Data entries
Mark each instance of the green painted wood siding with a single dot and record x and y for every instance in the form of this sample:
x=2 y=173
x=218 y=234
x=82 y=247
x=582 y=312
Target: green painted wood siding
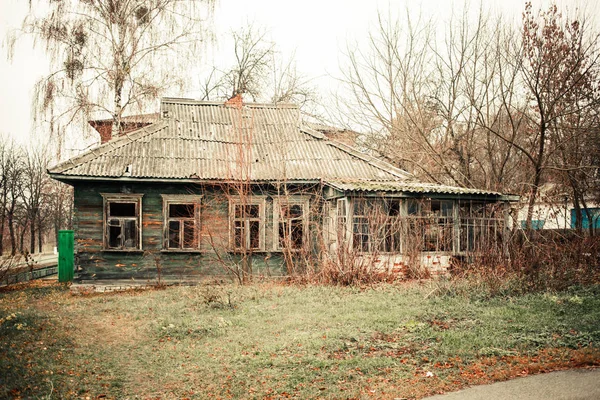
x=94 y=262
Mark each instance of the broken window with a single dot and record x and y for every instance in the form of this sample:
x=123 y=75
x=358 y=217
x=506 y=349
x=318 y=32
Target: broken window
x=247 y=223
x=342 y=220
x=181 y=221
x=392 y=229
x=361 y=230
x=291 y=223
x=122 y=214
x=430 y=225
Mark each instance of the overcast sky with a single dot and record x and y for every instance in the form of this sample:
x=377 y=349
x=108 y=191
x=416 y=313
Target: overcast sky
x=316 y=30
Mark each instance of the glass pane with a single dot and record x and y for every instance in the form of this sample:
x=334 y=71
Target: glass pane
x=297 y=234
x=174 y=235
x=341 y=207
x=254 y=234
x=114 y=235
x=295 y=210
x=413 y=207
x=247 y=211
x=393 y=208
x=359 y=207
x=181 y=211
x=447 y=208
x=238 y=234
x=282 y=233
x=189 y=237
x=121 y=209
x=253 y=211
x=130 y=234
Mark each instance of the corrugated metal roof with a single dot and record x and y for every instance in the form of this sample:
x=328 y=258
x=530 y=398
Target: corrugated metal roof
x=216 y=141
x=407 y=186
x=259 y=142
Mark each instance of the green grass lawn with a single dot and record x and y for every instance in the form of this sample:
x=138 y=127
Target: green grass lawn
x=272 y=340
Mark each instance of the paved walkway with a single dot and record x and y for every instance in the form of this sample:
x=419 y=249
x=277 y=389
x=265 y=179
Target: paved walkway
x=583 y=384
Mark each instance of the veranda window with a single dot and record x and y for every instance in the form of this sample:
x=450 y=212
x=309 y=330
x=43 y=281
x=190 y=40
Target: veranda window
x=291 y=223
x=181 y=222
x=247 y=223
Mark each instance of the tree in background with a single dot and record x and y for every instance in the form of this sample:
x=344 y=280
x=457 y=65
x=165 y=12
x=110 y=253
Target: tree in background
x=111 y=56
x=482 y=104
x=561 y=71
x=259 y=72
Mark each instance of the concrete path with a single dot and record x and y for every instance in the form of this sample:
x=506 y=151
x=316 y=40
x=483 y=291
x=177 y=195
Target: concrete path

Given request
Rewrite every item above with "single dot" swapped for "single point" wherever it occurs, leaving everything else unchanged. Leave the pictures out.

Right answer
Mark each instance of the green painted wood siding with a single point and record x and y for every instance in the form of this sample:
x=2 y=173
x=218 y=234
x=82 y=247
x=582 y=312
Target: green painted wood siding
x=94 y=262
Mark each instance of the broken window with a single point and record x and y for every instance in the form of this sample:
x=123 y=75
x=358 y=217
x=506 y=349
x=318 y=32
Target: broken window
x=247 y=223
x=342 y=220
x=181 y=221
x=392 y=229
x=361 y=230
x=291 y=223
x=122 y=214
x=430 y=225
Mark each instance of the overcast sky with a single point and record x and y for every instance in the form of this sample:
x=377 y=349
x=108 y=191
x=416 y=313
Target: overcast sky
x=316 y=30
Mark each instance of the glass pane with a single point and record x and y for every instance in the form of this sample:
x=334 y=71
Target: glass pane
x=297 y=234
x=174 y=235
x=341 y=207
x=254 y=234
x=114 y=235
x=295 y=210
x=413 y=207
x=247 y=211
x=393 y=208
x=359 y=207
x=181 y=211
x=447 y=208
x=238 y=234
x=282 y=233
x=189 y=237
x=121 y=209
x=253 y=211
x=130 y=234
Mark each instance of the corrugated metal roof with a single point and record x and y for every instance in the form of this sample:
x=328 y=258
x=530 y=398
Target: corrugated metal roof
x=216 y=141
x=407 y=186
x=259 y=142
Mark each instance of the green grass lawn with a single point and record x and y for every instance in the form of this sample:
x=138 y=127
Target: green grass lawn
x=272 y=340
Mark each instance of the paved walkway with a single point and record x and y for every instance in the form of this sample:
x=419 y=249
x=277 y=389
x=265 y=179
Target: paved walkway
x=583 y=384
Mark each instance of the veranda window with a single point and record x and y for every instance in the form of this sample:
x=450 y=212
x=309 y=330
x=43 y=281
x=190 y=40
Target: veranda window
x=291 y=223
x=181 y=222
x=247 y=223
Mark each instance of the tree in background with a single point and record x and y for every instance in the form of this sample:
x=344 y=280
x=457 y=65
x=165 y=12
x=110 y=253
Target: tree in background
x=111 y=56
x=482 y=104
x=561 y=71
x=259 y=72
Mark each instance of the concrete path with a single point and record x and y for every instance in the form of this sample:
x=506 y=151
x=316 y=40
x=483 y=291
x=177 y=195
Target: concrete path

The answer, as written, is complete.